**About this exercise**
Please retype the data below in full.

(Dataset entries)
▬▬▬▬▬▬
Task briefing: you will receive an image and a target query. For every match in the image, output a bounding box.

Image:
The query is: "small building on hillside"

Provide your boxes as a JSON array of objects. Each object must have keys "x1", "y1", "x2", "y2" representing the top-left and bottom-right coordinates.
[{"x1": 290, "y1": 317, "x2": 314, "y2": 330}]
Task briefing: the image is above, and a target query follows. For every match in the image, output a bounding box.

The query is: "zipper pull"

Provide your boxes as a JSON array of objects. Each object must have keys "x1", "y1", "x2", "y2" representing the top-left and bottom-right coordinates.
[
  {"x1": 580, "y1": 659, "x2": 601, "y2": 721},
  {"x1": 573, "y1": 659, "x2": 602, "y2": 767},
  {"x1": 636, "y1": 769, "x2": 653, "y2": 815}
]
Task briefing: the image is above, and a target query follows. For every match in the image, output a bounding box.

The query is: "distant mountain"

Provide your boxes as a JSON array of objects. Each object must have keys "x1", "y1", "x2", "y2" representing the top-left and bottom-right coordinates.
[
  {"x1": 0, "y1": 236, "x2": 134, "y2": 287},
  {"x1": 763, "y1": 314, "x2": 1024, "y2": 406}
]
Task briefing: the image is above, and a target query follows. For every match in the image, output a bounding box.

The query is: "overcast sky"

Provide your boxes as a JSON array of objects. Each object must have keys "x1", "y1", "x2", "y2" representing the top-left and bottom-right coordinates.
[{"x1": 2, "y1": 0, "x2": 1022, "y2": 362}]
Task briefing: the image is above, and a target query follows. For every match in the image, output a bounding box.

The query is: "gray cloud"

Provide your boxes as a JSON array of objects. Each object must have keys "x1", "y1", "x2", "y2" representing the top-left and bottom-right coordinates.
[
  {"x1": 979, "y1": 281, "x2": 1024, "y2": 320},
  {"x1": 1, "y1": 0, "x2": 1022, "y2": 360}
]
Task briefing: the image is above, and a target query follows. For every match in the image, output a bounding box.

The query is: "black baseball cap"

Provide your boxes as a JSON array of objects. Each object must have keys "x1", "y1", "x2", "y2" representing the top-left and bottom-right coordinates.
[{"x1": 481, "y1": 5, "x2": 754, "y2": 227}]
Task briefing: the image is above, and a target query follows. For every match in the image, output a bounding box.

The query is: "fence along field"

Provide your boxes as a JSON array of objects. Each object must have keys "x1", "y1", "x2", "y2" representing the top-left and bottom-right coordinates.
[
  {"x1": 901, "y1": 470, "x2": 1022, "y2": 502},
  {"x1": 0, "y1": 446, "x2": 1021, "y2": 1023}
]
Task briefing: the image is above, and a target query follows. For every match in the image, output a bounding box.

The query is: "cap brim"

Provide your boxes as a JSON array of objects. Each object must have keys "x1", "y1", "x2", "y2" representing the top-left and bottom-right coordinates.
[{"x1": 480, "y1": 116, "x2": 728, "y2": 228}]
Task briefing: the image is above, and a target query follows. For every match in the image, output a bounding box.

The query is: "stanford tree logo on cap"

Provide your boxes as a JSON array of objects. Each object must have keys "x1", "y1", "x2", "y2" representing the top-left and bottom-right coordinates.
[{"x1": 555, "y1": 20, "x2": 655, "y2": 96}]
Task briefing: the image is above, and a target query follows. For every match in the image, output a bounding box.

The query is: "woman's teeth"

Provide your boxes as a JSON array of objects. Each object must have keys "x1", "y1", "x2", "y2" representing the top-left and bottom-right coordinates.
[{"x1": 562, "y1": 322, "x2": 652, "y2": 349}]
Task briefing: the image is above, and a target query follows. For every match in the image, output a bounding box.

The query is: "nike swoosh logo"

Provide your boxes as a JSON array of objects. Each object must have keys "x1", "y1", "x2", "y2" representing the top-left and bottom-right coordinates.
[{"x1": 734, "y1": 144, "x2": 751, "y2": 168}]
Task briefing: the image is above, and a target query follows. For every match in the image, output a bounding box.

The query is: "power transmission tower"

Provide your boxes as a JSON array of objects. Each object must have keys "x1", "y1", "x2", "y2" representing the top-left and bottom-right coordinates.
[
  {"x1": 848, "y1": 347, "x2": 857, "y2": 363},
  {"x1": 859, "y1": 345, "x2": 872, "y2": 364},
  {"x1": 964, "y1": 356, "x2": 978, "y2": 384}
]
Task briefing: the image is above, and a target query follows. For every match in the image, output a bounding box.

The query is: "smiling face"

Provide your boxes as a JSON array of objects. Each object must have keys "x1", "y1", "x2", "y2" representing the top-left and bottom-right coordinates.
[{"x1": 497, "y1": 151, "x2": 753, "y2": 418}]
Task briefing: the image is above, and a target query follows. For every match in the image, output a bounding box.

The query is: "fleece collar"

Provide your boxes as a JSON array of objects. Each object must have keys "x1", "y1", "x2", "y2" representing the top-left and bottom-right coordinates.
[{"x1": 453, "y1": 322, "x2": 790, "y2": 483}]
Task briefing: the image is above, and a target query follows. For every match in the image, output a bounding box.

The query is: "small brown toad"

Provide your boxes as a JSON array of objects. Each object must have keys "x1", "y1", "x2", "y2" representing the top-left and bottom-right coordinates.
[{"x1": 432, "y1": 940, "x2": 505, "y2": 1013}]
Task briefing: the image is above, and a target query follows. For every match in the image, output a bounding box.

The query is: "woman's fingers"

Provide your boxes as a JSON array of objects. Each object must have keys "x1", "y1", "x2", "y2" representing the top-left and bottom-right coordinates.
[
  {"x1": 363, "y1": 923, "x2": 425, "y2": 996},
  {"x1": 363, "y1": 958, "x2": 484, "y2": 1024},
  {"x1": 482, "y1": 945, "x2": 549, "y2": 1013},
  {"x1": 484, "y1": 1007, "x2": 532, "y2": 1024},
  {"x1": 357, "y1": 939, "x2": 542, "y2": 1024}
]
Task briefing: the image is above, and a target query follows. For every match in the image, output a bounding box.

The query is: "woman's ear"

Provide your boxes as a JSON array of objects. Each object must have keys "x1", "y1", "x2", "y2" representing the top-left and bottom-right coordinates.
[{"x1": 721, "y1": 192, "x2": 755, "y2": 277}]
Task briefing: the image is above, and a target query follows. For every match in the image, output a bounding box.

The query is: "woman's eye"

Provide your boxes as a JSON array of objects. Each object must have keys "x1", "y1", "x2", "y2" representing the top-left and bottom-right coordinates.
▬▬▬▬▬▬
**Task result**
Task briefing: you will receive an image and a target query. For every match in the image, output a bounding box.

Image:
The query is: "small building on hillside"

Provide your boxes as a JSON array of objects. Each object must have keys "x1", "y1", "x2", "y2" representing the top-left and bottom-right coordinates.
[{"x1": 290, "y1": 317, "x2": 314, "y2": 330}]
Task briefing: the image is above, and a target query follows. For every match in the image, output a bounding box.

The query is: "zipper pull"

Provide your boxes as a JSON array of objects. Each object must have keys "x1", "y1", "x2", "y2" representing the top-left and bottom-right coordinates.
[
  {"x1": 580, "y1": 659, "x2": 601, "y2": 721},
  {"x1": 573, "y1": 659, "x2": 602, "y2": 767},
  {"x1": 636, "y1": 769, "x2": 653, "y2": 815}
]
Task briefing: the image is above, and a target query follows. For every match in the image, output a bounding box.

The query is: "distant mountain"

Provide your boxes as a JSON array of objects. Each object must have keys "x1", "y1", "x2", "y2" representing the top-left and bottom-right coordinates.
[
  {"x1": 0, "y1": 236, "x2": 134, "y2": 287},
  {"x1": 763, "y1": 314, "x2": 1024, "y2": 406}
]
Task briefing: the image is above, and a target query follows. For every match in the image, output a bounding box.

The query is: "overcast sky"

Provide your boxes as a JSON array of objects. Each object must have keys "x1", "y1", "x2", "y2" representing the top-left and bottom-right coordinates.
[{"x1": 2, "y1": 0, "x2": 1022, "y2": 362}]
Task briefing: the image is above, and a target query follows. For every match in the image, output a bounding box.

The query is: "gray cloud"

Provide your boxes as a JSON array of objects. Each object must have keys "x1", "y1", "x2", "y2" representing the top-left and bottom-right coordinates.
[
  {"x1": 979, "y1": 281, "x2": 1024, "y2": 320},
  {"x1": 1, "y1": 0, "x2": 1022, "y2": 360}
]
Task briefing: the image is above, and a target query follows. For every match in the image, output a bounding box.

The query is: "black baseball cap"

Provide your boxes as a JSON array of objects. Each object must have keys "x1", "y1", "x2", "y2" representing the top-left and bottom-right coordinates.
[{"x1": 481, "y1": 5, "x2": 754, "y2": 227}]
Task briefing: the image is above, and a target query follows. For every match in the image, output a bounding box.

The query is: "fence along field"

Provide your boxes as a JSON array of objects. Each object must have keys "x1", "y1", "x2", "y2" representing the top-left and bottom-right coordinates.
[
  {"x1": 901, "y1": 470, "x2": 1022, "y2": 502},
  {"x1": 0, "y1": 446, "x2": 1021, "y2": 1023}
]
Task briefing: the image is above, and a target query follows. For every match in the image, output a bounding box.

The query is: "cap brim"

Provide your boxes as a JSON array of objects. Each object must have keys "x1", "y1", "x2", "y2" representing the top-left and bottom-right coordinates.
[{"x1": 480, "y1": 116, "x2": 728, "y2": 228}]
Task briefing: the image is above, and a target query follows. For every match in the image, output a bounding box.

The query is: "stanford tree logo on cap"

Provide your boxes as a JSON array of objects. Each object must have keys "x1", "y1", "x2", "y2" representing the top-left and bottom-right coordinates.
[{"x1": 555, "y1": 20, "x2": 655, "y2": 96}]
Task briefing: the image is above, and a target query follows. For every match in the image, output a bounding box.

The query is: "woman's teeth"

Provide your boxes as a JSON array of objects. Each object must have keys "x1", "y1", "x2", "y2" representing the top-left and bottom-right coordinates.
[{"x1": 562, "y1": 322, "x2": 652, "y2": 349}]
Task briefing: the image is above, and a target query follows. For every match in the image, output a bounding box.

The query is: "nike swoosh logo"

Provide your boxes as a JSON array of objects. Each object must have keys "x1", "y1", "x2", "y2" representing the top-left and bottom-right coordinates.
[{"x1": 734, "y1": 144, "x2": 751, "y2": 168}]
Task briefing: the image is above, and a target query follows. For every match in the image, output a bounding box.

The query is: "power transmission tower"

Provide your boxes as a JSON array of objects. Each object must have keys "x1", "y1", "x2", "y2" representing the top-left and bottom-right coordinates.
[
  {"x1": 848, "y1": 347, "x2": 857, "y2": 363},
  {"x1": 859, "y1": 345, "x2": 872, "y2": 364},
  {"x1": 964, "y1": 356, "x2": 978, "y2": 384}
]
Task briefing: the image is above, and a target query follows. For every match in the image, output a bounding box.

The query is: "smiling face"

Provide your boxes as a JSON array of objects. Each object must have keys "x1", "y1", "x2", "y2" representing the top-left and bottom-right coordinates.
[{"x1": 497, "y1": 151, "x2": 753, "y2": 418}]
Task briefing: the image is above, and a target query follows. For every match in the image, output a bounding box.

The query is: "fleece collar"

Provide your boxes as a JSON array of objects. Each object must have keys "x1", "y1", "x2", "y2" representing the top-left and bottom-right coordinates.
[{"x1": 453, "y1": 322, "x2": 790, "y2": 483}]
Task briefing: the image is above, and a target query follows. For every match in the image, output a bounding box.

The query is: "small brown toad"

Provide your boxes as a JSON array of objects. Each object must have keys "x1", "y1", "x2", "y2" representing the top-left and bottom-right coordinates.
[{"x1": 432, "y1": 940, "x2": 505, "y2": 1013}]
Task briefing: the image is above, and a target query follows. For every match in the image, output a bounding box.

The query is: "woman's fingers"

Provide your boxes as a JSON array of objects. Each object must have keys "x1", "y1", "x2", "y2" representing the top-left and bottom-right coordinates.
[
  {"x1": 363, "y1": 923, "x2": 425, "y2": 996},
  {"x1": 363, "y1": 958, "x2": 484, "y2": 1024},
  {"x1": 482, "y1": 945, "x2": 549, "y2": 1013},
  {"x1": 484, "y1": 1007, "x2": 532, "y2": 1024},
  {"x1": 357, "y1": 939, "x2": 542, "y2": 1024}
]
Task briefing: the image is above, and a target query follows. For every match in the image, output a bounding box.

The query is: "woman's ear"

Provide your boxes as a JSON array of objects. Each object must have keys "x1", "y1", "x2", "y2" representing the top-left and bottom-right coordinates.
[{"x1": 721, "y1": 192, "x2": 755, "y2": 277}]
Task briefing: the image is above, and a target query follows. For every match in the image, output a bounding box.

The query is: "woman's eye"

Provide your boxes as a JSON array of objects. Each object must have keys "x1", "y1", "x2", "y2" representing the top-left and bottom-right coordinates.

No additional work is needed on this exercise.